_Source passage_
☆ ☆ ☆ ☆ ☆ ☆ ☆
Daniel F. Libretti A Chef Whose Specialty Was
Firefighting December 31, 2001 Every New York City firefighter
has at least one second job, it seems, unless he is home taking
care of the children while his wife works. But few moonlighting
stints have brought as much joy to the department as that of Rescue
Co. 2 firefighter Daniel Libretti, 43, whose Crown Heights brethren
got to feast on the same crepes and souffles he prepared on off
days as a pastry chef at the top-rated Manhattan restaurant La
Caravelle. "I don't know the names of half the things he made
for us - I'm a simple guy," said Pete Romeo, a longtime friend
and company member, who helped carry Libretti's remains from the
rubble of the World Trade Center on Oct. 10. "But all the rich
people are paying a lot of money for the food we were eating.
He'd do the meal from start to finish. You didn't have to help
him. I guess it's a chef thing." Still, there was no easier way
to torment Libretti than to tell him he was a terrific cook. He
wanted to be known as a good firefighter. And he was - one of
the best - his peers say, who spent 15 years in East New York's
Ladder Co. 103, for a time the city's busiest firehouse in its
worst neighborhood, a place ambitious firefighters fought to join.
☆ ☆ ☆ ☆ ☆ ☆ ☆
_Data_
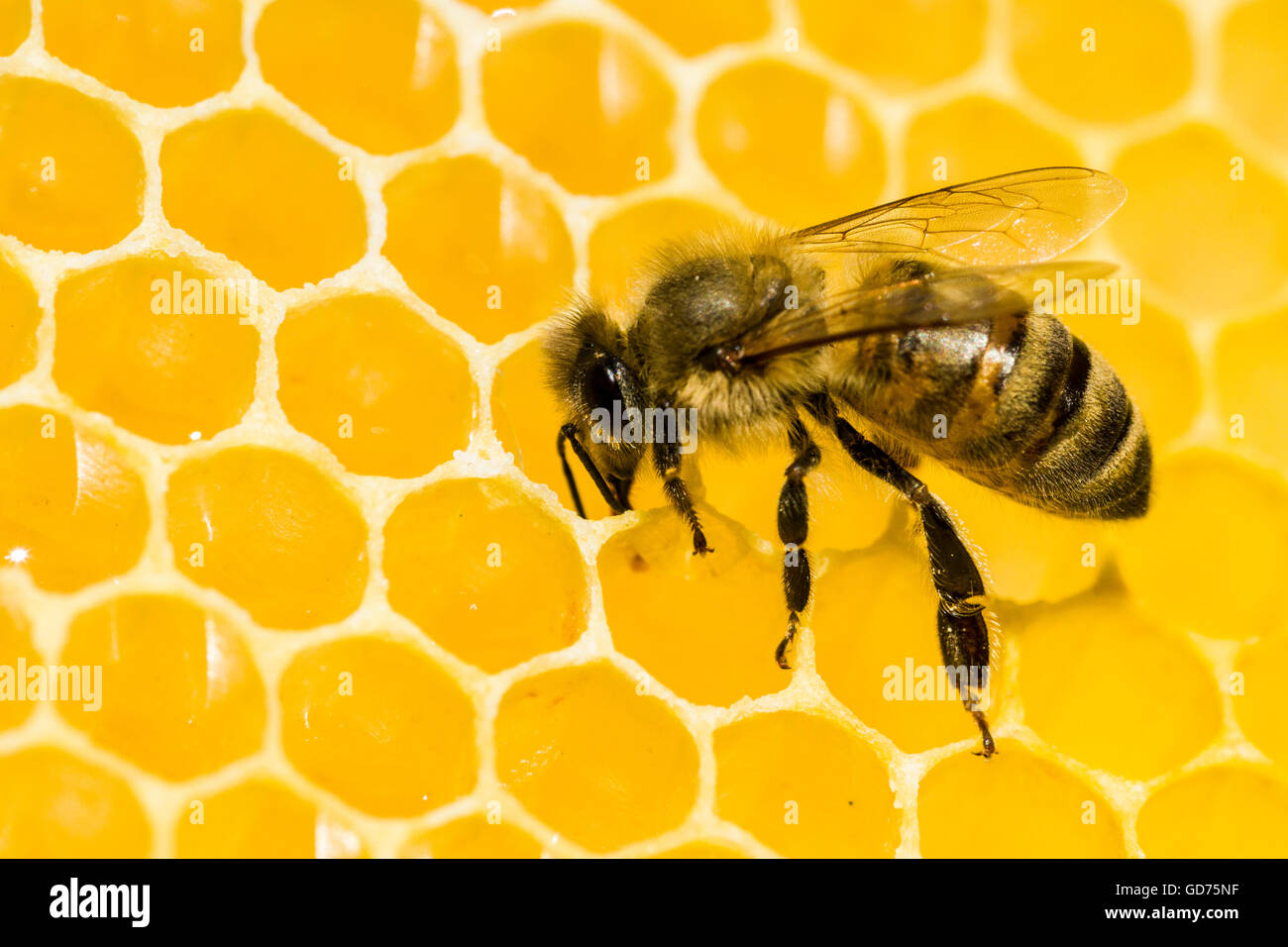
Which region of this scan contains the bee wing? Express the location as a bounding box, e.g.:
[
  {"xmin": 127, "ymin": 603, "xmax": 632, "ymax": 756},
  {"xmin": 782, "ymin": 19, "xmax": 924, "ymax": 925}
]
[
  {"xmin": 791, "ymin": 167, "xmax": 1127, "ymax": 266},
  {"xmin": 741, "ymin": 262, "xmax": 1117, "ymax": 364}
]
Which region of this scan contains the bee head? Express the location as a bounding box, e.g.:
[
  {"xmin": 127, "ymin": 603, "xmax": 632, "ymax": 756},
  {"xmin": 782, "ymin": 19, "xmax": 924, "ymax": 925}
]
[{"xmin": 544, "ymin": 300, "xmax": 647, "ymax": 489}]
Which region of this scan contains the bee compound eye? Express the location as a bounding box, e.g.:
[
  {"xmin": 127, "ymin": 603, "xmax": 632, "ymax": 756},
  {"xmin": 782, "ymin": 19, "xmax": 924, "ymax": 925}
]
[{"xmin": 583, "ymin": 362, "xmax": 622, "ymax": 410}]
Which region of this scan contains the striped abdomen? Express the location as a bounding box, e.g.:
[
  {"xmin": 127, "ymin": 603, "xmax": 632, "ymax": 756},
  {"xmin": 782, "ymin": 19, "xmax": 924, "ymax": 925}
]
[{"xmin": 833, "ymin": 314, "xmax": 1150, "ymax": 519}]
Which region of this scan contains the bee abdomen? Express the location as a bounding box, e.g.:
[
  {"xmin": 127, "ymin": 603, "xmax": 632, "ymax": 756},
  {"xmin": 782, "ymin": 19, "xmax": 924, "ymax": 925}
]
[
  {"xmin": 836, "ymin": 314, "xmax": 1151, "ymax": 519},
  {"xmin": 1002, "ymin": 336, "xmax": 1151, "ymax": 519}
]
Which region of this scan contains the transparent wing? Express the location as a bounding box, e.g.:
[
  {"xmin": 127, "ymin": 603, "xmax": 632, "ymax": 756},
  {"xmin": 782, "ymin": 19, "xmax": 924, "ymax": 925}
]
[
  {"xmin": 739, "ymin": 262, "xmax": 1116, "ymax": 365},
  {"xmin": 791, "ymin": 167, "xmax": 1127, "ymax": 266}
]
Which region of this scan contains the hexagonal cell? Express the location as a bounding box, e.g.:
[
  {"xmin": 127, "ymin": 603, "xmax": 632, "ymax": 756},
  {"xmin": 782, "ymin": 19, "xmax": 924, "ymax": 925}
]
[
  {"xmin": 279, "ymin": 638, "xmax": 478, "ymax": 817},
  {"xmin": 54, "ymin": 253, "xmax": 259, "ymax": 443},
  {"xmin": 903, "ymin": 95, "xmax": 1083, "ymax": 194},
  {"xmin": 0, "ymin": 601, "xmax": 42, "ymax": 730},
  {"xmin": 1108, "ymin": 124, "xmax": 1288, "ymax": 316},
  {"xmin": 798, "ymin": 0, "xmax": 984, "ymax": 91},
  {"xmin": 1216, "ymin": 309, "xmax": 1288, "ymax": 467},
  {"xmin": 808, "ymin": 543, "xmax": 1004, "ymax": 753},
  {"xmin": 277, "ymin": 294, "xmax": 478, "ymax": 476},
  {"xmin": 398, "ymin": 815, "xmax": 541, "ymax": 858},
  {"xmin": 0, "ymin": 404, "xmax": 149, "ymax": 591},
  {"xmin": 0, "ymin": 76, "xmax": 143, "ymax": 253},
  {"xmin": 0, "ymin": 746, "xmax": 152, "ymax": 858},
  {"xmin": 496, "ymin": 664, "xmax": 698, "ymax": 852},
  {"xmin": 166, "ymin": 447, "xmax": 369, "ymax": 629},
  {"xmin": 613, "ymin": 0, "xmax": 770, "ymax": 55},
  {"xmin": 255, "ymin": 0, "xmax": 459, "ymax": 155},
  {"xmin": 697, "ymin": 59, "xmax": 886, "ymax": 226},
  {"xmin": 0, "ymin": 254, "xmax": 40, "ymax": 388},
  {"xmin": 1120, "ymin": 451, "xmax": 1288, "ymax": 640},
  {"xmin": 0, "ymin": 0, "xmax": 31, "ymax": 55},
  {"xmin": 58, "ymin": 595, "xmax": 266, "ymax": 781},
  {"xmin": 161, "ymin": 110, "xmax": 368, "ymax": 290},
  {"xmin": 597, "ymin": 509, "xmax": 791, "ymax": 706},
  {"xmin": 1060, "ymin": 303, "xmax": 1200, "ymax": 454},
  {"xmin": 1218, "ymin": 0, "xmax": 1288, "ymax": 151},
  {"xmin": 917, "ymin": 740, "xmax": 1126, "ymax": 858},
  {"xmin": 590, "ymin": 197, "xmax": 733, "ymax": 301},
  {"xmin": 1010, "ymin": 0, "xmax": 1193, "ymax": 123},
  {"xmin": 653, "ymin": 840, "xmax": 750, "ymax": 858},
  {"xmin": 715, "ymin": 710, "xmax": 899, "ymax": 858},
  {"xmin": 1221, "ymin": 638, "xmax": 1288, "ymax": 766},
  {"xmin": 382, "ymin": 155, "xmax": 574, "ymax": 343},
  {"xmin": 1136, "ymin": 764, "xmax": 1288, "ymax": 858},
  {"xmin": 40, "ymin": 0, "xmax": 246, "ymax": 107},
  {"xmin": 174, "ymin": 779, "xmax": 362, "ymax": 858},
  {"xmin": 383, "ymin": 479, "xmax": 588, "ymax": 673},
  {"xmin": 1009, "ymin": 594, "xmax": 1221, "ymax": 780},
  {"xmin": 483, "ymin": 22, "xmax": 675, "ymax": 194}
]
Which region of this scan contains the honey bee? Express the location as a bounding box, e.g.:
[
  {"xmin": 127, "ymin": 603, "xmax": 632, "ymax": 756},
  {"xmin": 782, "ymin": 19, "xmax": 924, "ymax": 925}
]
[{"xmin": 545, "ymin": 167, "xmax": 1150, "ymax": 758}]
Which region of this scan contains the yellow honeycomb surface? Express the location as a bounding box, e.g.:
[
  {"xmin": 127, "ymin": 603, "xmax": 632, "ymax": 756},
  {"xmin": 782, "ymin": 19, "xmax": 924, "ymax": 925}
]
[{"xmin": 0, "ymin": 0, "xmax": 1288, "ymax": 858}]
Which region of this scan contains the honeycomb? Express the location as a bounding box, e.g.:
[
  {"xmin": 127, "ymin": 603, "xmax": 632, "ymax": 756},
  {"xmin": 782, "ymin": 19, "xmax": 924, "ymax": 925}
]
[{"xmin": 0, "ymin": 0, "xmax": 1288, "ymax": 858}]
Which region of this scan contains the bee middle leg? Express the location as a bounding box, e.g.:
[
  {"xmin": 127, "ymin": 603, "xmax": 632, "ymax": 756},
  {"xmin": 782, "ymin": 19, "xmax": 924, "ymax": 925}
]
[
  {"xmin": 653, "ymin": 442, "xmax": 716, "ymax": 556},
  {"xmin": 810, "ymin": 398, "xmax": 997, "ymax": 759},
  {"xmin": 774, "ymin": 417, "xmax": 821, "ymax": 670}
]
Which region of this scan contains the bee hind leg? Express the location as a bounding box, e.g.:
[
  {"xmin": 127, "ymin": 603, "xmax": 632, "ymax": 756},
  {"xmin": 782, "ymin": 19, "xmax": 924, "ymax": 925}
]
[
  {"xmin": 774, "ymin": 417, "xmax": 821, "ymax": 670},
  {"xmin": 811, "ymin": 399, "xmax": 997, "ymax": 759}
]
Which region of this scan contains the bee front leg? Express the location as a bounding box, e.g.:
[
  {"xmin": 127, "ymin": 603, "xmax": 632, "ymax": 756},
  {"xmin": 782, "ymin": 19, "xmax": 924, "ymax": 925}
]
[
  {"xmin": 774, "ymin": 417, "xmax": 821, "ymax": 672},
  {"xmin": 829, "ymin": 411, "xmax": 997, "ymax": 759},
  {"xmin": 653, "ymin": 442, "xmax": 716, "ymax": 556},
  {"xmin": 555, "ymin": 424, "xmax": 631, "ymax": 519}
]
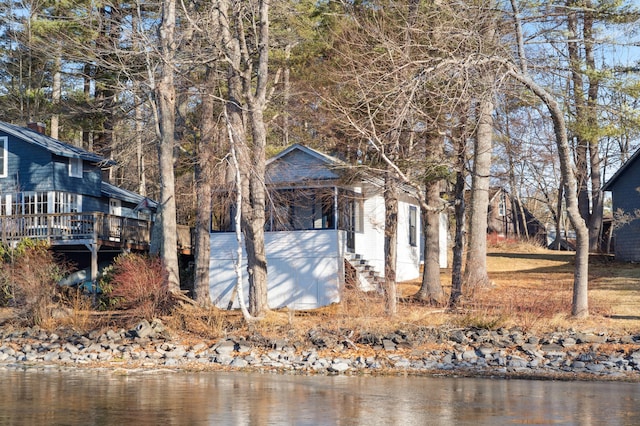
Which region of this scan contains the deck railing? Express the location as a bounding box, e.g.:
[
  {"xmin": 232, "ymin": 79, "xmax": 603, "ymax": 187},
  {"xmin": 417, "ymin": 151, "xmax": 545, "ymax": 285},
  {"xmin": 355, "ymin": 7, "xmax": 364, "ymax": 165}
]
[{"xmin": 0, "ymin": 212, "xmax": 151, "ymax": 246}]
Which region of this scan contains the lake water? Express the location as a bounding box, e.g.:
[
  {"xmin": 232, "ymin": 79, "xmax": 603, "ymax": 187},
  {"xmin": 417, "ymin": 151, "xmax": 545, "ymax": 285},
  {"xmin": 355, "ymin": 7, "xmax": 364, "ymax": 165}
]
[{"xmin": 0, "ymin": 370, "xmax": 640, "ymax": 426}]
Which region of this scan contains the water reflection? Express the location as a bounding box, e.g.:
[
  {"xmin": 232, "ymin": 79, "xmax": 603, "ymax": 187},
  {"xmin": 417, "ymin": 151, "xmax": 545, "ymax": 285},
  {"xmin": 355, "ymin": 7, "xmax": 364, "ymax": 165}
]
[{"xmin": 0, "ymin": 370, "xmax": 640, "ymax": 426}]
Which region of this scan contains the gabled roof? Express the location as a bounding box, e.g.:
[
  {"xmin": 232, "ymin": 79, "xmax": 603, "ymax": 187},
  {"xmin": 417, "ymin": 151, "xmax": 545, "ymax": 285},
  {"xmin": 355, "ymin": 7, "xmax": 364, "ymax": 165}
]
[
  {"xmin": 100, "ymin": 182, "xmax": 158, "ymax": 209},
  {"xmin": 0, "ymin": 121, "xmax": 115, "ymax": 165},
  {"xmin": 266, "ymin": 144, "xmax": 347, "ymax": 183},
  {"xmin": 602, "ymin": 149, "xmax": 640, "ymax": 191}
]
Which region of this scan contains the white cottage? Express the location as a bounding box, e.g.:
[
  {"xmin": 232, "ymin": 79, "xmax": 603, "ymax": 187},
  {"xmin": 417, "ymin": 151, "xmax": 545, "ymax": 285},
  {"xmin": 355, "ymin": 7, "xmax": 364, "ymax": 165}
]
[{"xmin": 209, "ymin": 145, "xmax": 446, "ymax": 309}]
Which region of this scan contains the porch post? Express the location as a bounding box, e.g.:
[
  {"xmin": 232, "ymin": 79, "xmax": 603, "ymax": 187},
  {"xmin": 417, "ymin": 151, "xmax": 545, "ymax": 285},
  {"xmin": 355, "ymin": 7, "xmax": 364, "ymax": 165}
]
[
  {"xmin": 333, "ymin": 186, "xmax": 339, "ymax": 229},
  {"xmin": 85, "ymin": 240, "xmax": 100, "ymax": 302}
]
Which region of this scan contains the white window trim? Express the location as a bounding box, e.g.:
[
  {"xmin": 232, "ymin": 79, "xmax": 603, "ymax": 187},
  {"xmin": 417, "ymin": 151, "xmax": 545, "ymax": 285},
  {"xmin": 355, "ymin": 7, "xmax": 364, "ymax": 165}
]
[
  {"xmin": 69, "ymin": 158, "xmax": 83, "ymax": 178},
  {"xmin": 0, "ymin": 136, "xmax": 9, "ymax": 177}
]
☆ ☆ ☆ ☆ ☆ ☆ ☆
_Written request_
Write the next part of the profile of firefighter and pastry chef Daniel Libretti, picking up right after its final sentence.

_Written answer_
No precinct in the city had a higher murder rate when Libretti
got himself assigned there at the height of the crack epidemic
in the early 1980s. Gaunt addicts roamed the streets breaking
into anything that wasn't locked behind concertina wire, toppling
telephone poles to scavenge the copper cable. The back wall of
the firehouse was a popular spot for executions. Libretti and
his fellow firefighters were called out an average of 30 times
a night, typically to burning crack houses, heavily barricaded,
decaying buildings that were littered with dirty needles and salted
with booby traps. Sometimes they managed to rescue the children
who too often were left untended in those buildings. Sometimes
a person would stagger over from the bar across the street with
a broken beer bottle sticking out of his belly after a fight,
or a bullet wound. Tending to them was part of their job, too,
because there weren't enough police to go around. It was the kind
of place where people would call the fire department at 2 in the
morning because a sink was clogged, a stove didn't work, someone
had gotten locked out of their apartment. But the guys at Ladder
103 always came. "There wasn't a lot of good happening anywhere
around us," recalled Romeo, who met Libretti at that firehouse
in 1985. "You just try to go and help. You're the hope in the
neighborhood." For an aggressive firefighter like Libretti, this
harsh place was heaven, with his co-workers, a cast of characters
each crazier than the next who called themselves "TheMen's Club,"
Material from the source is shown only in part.